>> Begin Text block
Media: I guess the question that we're often asked or I'm often asked is are those hikes justified? And because clearly the trends are moving in such a way that it makes sense for banks to be lifting these mortgage rates. But is the extent to which they're lifting them justified and how do we know that? Are you measuring that? How can we tell?

Christian Hawkesby: Yeah. We are not looking to give a running commentary and approval of every move in market interest rates. What we're pointing out in the report are some of these big key drivers and where they're likely to head in the future given those drivers, which are economic forces that will play out.

Media: Wages continue to increase, especially in the public sector. Are you worried about the impact that this might have on inflation?

Christian Hawkesby: We'll come back to that in a couple of weeks with the Monetary Policy Statement.

Media: How much is migration holding up the economy do you think at the moment?

Christian Hawkesby: We call out migration in the report in regards to its impact on the housing market and house prices. We note that house prices have stabilised more recently and risen slightly in recent months. We think there've been a couple of offsetting factors there. Increase in net migration being a positive one and offsetting that has been the lift in interest rates and the test rates that people need before they borrow to buy housing.

Media: Jenée again from the Herald. Does the Reserve Bank take some responsibility for the stress that pockets of mortgage holders are in at the moment, particularly recent first home buyers? Just given some of the decisions that have been made recently on the monetary policy side and also the financial stability side pumped up house prices and now interest rates are very high.
>> End Text block
:: Stated exercise 1 ::
Please render the entries as a JSON list of strings, one string per line with blank lines left out, running from the line with "person in queue -> point" up to and including the last line of the entries. Leave the pictures out of your answer.
>> Begin The input
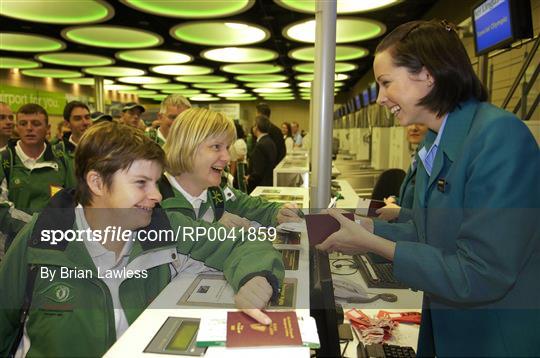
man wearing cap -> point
(171, 107)
(77, 118)
(131, 114)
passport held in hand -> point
(244, 331)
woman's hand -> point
(288, 213)
(353, 238)
(253, 297)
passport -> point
(244, 331)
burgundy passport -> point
(320, 226)
(244, 331)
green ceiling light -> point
(201, 79)
(251, 68)
(272, 90)
(310, 67)
(267, 85)
(349, 29)
(234, 95)
(85, 81)
(191, 9)
(309, 77)
(186, 92)
(261, 78)
(116, 87)
(165, 86)
(143, 80)
(343, 6)
(239, 54)
(139, 92)
(51, 72)
(219, 33)
(12, 62)
(228, 91)
(75, 59)
(117, 37)
(21, 42)
(201, 98)
(58, 12)
(114, 71)
(179, 70)
(215, 85)
(343, 53)
(154, 57)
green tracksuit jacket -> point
(30, 190)
(74, 317)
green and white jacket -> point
(74, 317)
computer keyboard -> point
(377, 275)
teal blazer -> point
(473, 246)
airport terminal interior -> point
(260, 64)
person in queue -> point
(473, 244)
(75, 298)
(400, 208)
(197, 152)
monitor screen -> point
(373, 92)
(357, 102)
(365, 97)
(498, 23)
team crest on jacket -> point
(59, 292)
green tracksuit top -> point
(30, 190)
(74, 317)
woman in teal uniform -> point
(473, 244)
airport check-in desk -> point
(174, 300)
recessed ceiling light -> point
(342, 6)
(347, 30)
(86, 81)
(181, 70)
(58, 12)
(74, 59)
(142, 79)
(22, 42)
(154, 57)
(117, 37)
(114, 71)
(343, 53)
(191, 9)
(12, 62)
(339, 67)
(239, 54)
(251, 68)
(51, 72)
(219, 33)
(201, 79)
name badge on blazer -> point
(442, 185)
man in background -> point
(131, 114)
(6, 124)
(274, 132)
(171, 107)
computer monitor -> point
(322, 303)
(498, 23)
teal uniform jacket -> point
(30, 190)
(474, 244)
(74, 316)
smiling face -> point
(32, 128)
(211, 158)
(135, 190)
(400, 91)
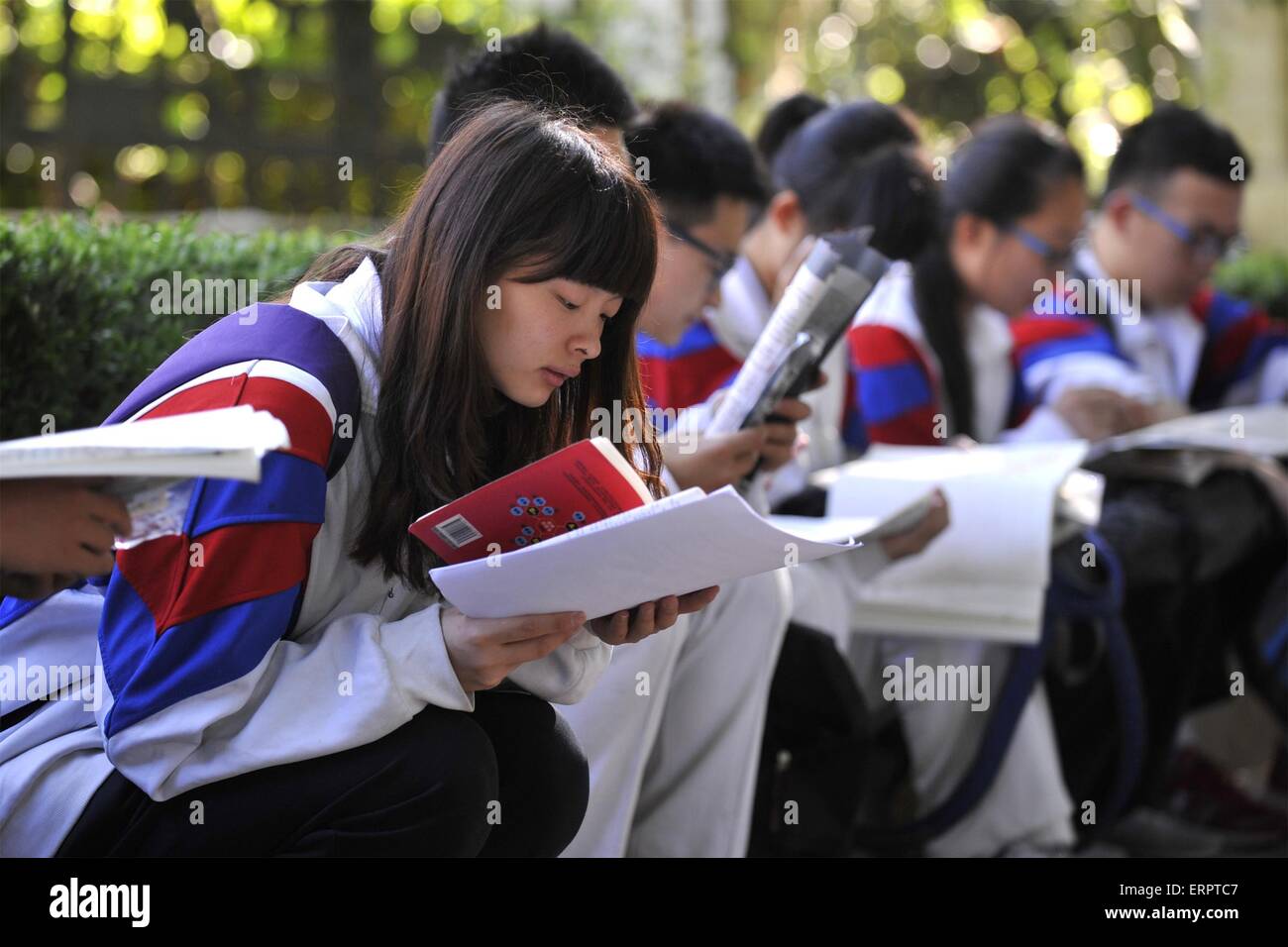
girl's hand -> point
(56, 525)
(913, 540)
(484, 651)
(781, 436)
(638, 624)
>> End The input
:: Stated exercise 2 ::
Summarize the transcript in two sentences.

:: Worked solution 1 ::
[
  "person in queue -> point",
  "(473, 244)",
  "(75, 298)",
  "(400, 208)",
  "(197, 152)",
  "monitor screen -> point",
  "(373, 92)",
  "(357, 102)",
  "(365, 97)",
  "(498, 23)",
  "team crest on jacket -> point",
  "(59, 292)",
  "green tracksuit top -> point",
  "(30, 190)",
  "(74, 317)",
  "woman in teal uniform -> point",
  "(473, 244)",
  "airport check-in desk -> point",
  "(174, 300)",
  "recessed ceiling light -> point",
  "(342, 6)",
  "(347, 30)",
  "(86, 81)",
  "(181, 70)",
  "(58, 12)",
  "(74, 59)",
  "(142, 79)",
  "(22, 42)",
  "(154, 57)",
  "(117, 37)",
  "(114, 71)",
  "(343, 53)",
  "(191, 9)",
  "(12, 62)",
  "(339, 67)",
  "(239, 54)",
  "(251, 68)",
  "(51, 72)",
  "(219, 33)",
  "(201, 79)",
  "name badge on blazer -> point",
  "(442, 185)",
  "man in background -> point",
  "(131, 114)",
  "(6, 124)",
  "(274, 132)",
  "(171, 107)",
  "computer monitor -> point",
  "(322, 303)",
  "(498, 23)",
  "teal uniform jacket -> point",
  "(30, 190)",
  "(474, 244)",
  "(74, 316)",
  "smiling face -> point",
  "(32, 128)",
  "(211, 158)",
  "(135, 190)",
  "(400, 91)",
  "girl's hand -> point",
  "(56, 525)",
  "(913, 540)",
  "(484, 651)",
  "(781, 436)",
  "(638, 624)"
]

:: Worked solution 2 ::
Asked whether banks' mortgage rate hikes are justified, Christian Hawkesby says they are not looking to give a running commentary on every move in market interest rates, and that the report instead points out key drivers and where rates are likely to head. He defers a question about rising wages and inflation to the Monetary Policy Statement, and says house prices have stabilized and risen slightly, with increased net migration offset by higher interest rates and test rates.